* _課題 A_:
次の記述(i)〜(iii)が提示文の内容と合っているかを、それぞれ「はい」か「いいえ」で答え、判断の決め手となる提示文の語句をそのまま引用してください。
(i) 削孔軸の軸径は、5〜20cmの範囲が好適とされている。
(ii) テーパービットは、鍛造によって製造できるとされている。
(iii) 曲線推進では、鉛直面方向にしか曲げることができない。

図1は、本発明による施工状態を概略的に示したものであり、主に、削孔軸5と、その先端に対して取り付けられたテーパービット6と、削孔軸5を回転及び推進させる図示しない回転推進装置とから構成された削孔装置が示されている。
【0015】
本発明の削孔軸5は、曲り可能な材料、例えば鋼管等により形成でき、軸径は基本的に任意であるが、5〜20cmの範囲のものが好適である。本発明では削孔軸先端部50Fに検出装置を内蔵するため、検出装置の設置部分は実質的に曲がらない(内部の検出装置が破壊等により機能しなくならない)ように構成することが望まれる。このように曲り易さに差異をもたせるために、部分的に材質を異ならしめたり、軸径を異ならしめたりすることができる。先端部50Fの長さは、適宜定めることができるが、10〜50cm程度が好ましい。
【0016】
より好ましい形態では、削孔軸5は、例えば挿入深さに応じて単位軸(図示せず)を複数直列接続して形成するようになし、先頭の単位軸を基端側の単位軸よりも曲がり難いものとし、その内部に検出装置を設けることができる。この場合、単位軸の一端部に雌ネジ部を及び他端部に雄ネジ部をそれぞれ形成し、単位軸相互の連結を図ることができる。
【0017】
削孔軸5の先端には、軸心方向に対して傾斜した受圧面を有するテーパービット6が取り付けられている。テーパービット6としては、例えば図2にも示すように、略円柱状をなし、頭部に軸心方向D1に対して傾斜した平坦面よりなる受圧面60を有するものとできる。テーパービット6は、鋳造等により製造できる。
【0018】
かかるテーパービット6を用いると、削孔軸5を、その方向を制御しながら地中に推進させることができる。より詳細に説明すると、曲線推進を行うときには図2(a)に示すように、テーパービット6の受圧面60の先端が回転軸心に対して曲げたい側に位置する状態で削孔軸5の回転を止め、更にそのままの状態で回転推進装置により削孔軸5に推進力のみを与える。この際、テーパービット6の受圧面60にかかる力によりテーパービット6の推進方向が徐々に変化し、削孔軸5を地中に曲線的に推進させることができる。換言すれば、テーパービット6は受圧面60で受ける力を逃がすように脇へ逸れつつ進行される。なお、この曲線推進は三次元曲線的な推進が可能であり、図示例では鉛直面方向において曲げているが、水平面方向に曲げることもできる。これに対して、直線推進を行うときには図2(b)に示すように、削孔軸5に回転力および推進力を与え、削孔軸5を先端のテーパービット6により削孔しながら地中に推進させる。この際、テーパービット6の先端は受圧面60を有しているものの軸心周りに回転しながら前進するので受圧面60による受圧の影響は打ち消され、直線的に削孔することが可能である。

* _記録一覧_:
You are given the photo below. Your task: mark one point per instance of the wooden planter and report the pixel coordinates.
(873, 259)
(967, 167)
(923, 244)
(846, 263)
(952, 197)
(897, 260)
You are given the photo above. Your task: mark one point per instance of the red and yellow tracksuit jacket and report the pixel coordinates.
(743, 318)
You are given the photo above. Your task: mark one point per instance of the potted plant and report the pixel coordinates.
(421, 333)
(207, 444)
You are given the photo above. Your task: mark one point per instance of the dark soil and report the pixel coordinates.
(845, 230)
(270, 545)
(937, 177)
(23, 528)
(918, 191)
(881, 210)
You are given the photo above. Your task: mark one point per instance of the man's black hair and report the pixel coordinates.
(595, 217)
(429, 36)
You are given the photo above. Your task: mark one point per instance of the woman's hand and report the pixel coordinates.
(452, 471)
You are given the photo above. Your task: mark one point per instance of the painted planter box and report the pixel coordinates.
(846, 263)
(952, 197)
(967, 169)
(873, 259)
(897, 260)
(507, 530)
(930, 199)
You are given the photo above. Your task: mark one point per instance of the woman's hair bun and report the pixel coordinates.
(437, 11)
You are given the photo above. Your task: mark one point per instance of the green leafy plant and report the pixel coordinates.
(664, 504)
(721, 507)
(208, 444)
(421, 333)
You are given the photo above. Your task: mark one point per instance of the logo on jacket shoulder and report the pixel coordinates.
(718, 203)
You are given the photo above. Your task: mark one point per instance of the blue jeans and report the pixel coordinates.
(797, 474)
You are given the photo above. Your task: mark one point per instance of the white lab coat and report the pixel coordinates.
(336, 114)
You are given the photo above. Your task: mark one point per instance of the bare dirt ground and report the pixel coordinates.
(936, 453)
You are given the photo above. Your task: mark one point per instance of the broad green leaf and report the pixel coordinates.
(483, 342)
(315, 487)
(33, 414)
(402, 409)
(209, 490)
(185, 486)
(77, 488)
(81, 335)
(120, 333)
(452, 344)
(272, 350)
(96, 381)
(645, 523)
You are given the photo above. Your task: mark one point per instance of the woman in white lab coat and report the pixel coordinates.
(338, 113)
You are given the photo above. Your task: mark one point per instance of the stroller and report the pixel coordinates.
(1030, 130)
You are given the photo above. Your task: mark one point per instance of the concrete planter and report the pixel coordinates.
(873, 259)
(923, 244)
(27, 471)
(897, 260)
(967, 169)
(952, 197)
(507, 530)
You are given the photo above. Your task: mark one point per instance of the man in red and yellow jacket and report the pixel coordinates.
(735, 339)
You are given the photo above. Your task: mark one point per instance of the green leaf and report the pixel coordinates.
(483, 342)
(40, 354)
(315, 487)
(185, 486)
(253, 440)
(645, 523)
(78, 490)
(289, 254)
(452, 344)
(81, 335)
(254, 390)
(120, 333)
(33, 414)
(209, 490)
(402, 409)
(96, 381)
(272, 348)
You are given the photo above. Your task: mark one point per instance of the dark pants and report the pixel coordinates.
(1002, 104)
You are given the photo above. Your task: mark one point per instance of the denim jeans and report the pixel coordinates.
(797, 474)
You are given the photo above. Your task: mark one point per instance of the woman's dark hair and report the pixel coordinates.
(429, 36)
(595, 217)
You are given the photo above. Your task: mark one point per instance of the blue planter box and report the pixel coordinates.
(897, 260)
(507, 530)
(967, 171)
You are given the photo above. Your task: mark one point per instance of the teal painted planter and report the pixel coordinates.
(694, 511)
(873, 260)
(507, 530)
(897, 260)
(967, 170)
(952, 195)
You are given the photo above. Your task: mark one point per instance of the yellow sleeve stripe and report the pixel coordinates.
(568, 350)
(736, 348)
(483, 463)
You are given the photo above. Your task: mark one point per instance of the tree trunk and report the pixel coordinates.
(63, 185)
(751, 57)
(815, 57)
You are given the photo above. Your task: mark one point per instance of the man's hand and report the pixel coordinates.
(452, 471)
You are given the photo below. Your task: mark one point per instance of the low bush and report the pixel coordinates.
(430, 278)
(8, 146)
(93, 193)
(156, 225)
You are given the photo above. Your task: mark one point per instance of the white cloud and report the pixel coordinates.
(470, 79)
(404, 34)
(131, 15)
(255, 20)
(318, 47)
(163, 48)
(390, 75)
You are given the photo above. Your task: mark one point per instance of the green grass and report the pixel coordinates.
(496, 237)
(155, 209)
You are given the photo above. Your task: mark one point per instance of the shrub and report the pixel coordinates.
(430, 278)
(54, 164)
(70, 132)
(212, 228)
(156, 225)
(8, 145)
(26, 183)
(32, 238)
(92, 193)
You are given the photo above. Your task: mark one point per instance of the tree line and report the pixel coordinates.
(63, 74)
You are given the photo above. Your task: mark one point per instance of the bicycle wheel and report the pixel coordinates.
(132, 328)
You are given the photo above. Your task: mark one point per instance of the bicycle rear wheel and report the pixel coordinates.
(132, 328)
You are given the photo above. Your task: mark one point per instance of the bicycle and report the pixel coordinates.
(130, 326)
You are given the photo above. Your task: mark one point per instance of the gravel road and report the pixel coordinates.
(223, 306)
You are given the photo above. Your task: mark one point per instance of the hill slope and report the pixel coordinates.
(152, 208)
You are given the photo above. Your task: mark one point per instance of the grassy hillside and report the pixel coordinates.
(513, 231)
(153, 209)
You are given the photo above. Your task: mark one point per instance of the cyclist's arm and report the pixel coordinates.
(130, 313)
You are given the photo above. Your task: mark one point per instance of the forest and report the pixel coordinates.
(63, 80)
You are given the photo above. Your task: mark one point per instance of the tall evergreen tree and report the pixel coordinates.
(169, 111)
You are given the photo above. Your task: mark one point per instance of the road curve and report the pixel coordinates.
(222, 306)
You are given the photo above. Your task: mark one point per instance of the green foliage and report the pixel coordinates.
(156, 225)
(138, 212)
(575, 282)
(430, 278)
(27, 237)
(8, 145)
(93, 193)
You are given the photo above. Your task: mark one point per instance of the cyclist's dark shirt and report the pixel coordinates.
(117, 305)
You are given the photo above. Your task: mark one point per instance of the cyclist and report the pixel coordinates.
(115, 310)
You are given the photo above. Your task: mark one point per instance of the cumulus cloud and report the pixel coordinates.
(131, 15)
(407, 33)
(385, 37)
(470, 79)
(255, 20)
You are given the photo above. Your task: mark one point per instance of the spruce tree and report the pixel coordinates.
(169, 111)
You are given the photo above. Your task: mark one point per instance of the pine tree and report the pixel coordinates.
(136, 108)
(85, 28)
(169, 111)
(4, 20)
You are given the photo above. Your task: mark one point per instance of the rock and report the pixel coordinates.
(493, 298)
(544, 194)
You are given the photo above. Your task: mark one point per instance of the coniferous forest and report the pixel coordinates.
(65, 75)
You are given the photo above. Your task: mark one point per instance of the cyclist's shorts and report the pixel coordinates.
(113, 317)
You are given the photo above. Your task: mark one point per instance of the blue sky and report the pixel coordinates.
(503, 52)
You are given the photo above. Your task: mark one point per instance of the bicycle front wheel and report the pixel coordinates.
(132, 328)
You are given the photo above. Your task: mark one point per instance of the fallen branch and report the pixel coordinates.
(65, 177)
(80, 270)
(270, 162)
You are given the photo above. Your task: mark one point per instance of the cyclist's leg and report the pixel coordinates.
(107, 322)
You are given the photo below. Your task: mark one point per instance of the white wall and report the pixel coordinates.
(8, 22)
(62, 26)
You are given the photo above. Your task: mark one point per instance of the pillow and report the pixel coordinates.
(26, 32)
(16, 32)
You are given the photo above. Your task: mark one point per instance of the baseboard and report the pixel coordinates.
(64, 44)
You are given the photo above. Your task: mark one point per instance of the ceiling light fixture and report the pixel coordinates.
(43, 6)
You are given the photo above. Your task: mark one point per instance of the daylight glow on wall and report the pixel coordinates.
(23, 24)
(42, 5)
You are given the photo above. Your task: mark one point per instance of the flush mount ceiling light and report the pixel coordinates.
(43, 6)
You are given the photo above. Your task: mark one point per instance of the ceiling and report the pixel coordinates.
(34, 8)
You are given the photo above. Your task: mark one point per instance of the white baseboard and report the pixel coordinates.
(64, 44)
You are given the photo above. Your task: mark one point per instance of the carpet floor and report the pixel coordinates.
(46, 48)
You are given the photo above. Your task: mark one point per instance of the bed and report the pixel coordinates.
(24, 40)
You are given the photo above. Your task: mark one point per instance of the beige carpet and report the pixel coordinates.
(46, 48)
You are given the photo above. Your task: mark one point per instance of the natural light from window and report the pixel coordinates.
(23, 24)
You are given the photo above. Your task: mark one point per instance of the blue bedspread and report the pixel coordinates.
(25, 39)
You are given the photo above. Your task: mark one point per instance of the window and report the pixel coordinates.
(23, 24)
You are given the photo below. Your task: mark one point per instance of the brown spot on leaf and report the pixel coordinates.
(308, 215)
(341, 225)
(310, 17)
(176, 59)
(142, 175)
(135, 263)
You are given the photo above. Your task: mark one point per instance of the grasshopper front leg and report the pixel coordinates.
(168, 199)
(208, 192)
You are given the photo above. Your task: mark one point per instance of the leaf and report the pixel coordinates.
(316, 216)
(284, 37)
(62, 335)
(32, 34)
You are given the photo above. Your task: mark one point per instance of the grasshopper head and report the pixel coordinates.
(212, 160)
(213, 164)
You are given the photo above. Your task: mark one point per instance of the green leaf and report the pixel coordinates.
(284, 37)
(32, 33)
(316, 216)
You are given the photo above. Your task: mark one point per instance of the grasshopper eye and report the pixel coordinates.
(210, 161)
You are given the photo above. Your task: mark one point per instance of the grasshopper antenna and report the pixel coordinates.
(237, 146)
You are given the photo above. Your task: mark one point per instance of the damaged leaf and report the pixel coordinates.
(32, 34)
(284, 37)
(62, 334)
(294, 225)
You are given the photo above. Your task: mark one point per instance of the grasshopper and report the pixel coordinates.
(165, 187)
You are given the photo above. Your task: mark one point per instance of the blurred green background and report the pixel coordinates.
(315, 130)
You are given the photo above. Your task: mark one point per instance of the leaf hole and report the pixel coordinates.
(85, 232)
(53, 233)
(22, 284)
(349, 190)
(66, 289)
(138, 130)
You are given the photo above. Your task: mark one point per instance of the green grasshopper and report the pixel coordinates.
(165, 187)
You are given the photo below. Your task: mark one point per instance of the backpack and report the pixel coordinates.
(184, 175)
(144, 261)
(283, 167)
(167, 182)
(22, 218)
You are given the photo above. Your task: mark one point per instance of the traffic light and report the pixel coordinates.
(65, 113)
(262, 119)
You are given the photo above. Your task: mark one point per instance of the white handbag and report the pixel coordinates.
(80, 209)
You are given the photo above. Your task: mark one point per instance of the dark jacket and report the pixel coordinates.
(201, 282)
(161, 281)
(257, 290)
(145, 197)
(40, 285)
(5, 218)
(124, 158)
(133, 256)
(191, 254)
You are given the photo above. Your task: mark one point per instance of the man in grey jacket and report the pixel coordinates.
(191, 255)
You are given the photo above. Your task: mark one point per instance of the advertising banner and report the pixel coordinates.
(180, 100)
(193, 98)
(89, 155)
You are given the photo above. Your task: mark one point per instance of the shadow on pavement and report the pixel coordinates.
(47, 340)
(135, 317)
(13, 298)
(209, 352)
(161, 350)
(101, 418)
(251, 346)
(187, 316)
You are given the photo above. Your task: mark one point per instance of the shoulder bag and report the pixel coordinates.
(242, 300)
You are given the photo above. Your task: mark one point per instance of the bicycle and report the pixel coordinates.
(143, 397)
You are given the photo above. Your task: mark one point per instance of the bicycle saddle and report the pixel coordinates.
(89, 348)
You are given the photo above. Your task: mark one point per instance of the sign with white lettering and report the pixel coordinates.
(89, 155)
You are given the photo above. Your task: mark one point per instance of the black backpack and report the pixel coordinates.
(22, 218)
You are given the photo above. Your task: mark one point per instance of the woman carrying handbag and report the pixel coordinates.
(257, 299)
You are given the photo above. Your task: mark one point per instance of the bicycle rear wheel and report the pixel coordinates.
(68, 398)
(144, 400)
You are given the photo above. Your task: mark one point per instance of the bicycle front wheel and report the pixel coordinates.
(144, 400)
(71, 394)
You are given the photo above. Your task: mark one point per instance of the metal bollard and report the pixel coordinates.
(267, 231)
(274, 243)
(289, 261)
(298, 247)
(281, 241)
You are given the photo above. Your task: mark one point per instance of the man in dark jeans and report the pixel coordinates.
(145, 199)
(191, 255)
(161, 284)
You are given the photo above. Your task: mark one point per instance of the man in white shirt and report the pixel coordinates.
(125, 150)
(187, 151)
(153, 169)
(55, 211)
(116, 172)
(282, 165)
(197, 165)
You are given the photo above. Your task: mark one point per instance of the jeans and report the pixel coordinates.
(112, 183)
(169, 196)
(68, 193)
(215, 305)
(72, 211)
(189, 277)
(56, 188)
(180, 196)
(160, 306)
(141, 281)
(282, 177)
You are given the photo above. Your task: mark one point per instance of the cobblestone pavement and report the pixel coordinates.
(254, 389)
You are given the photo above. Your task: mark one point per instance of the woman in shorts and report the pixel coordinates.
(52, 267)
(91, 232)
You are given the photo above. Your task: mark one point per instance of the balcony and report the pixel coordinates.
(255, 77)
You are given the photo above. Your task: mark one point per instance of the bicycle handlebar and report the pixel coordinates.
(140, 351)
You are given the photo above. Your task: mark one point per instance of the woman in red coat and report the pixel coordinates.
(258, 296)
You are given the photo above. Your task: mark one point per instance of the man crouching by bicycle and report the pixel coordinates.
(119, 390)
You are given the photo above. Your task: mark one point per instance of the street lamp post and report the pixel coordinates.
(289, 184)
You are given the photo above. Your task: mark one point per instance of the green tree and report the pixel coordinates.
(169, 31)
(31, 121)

* _課題 B_:
記録のうち、「post and report the pixel coordinates.」を含む行から記録の最後の行までを、両端を含めて取り出し、1行を1つの文字列とするJSONリストの形に整えてください。空行は除いてください。

* _最終結果 A_:
(i) はい。「軸径は基本的に任意であるが、5〜20cmの範囲のものが好適である。」
(ii) いいえ。「テーパービット6は、鋳造等により製造できる。」
(iii) いいえ。「図示例では鉛直面方向において曲げているが、水平面方向に曲げることもできる。」

* _最終結果 B_:
[
  "You are given the photo above. Your task: mark one point per instance of the street lamp post and report the pixel coordinates.",
  "(289, 184)",
  "You are given the photo above. Your task: mark one point per instance of the green tree and report the pixel coordinates.",
  "(169, 31)",
  "(31, 121)"
]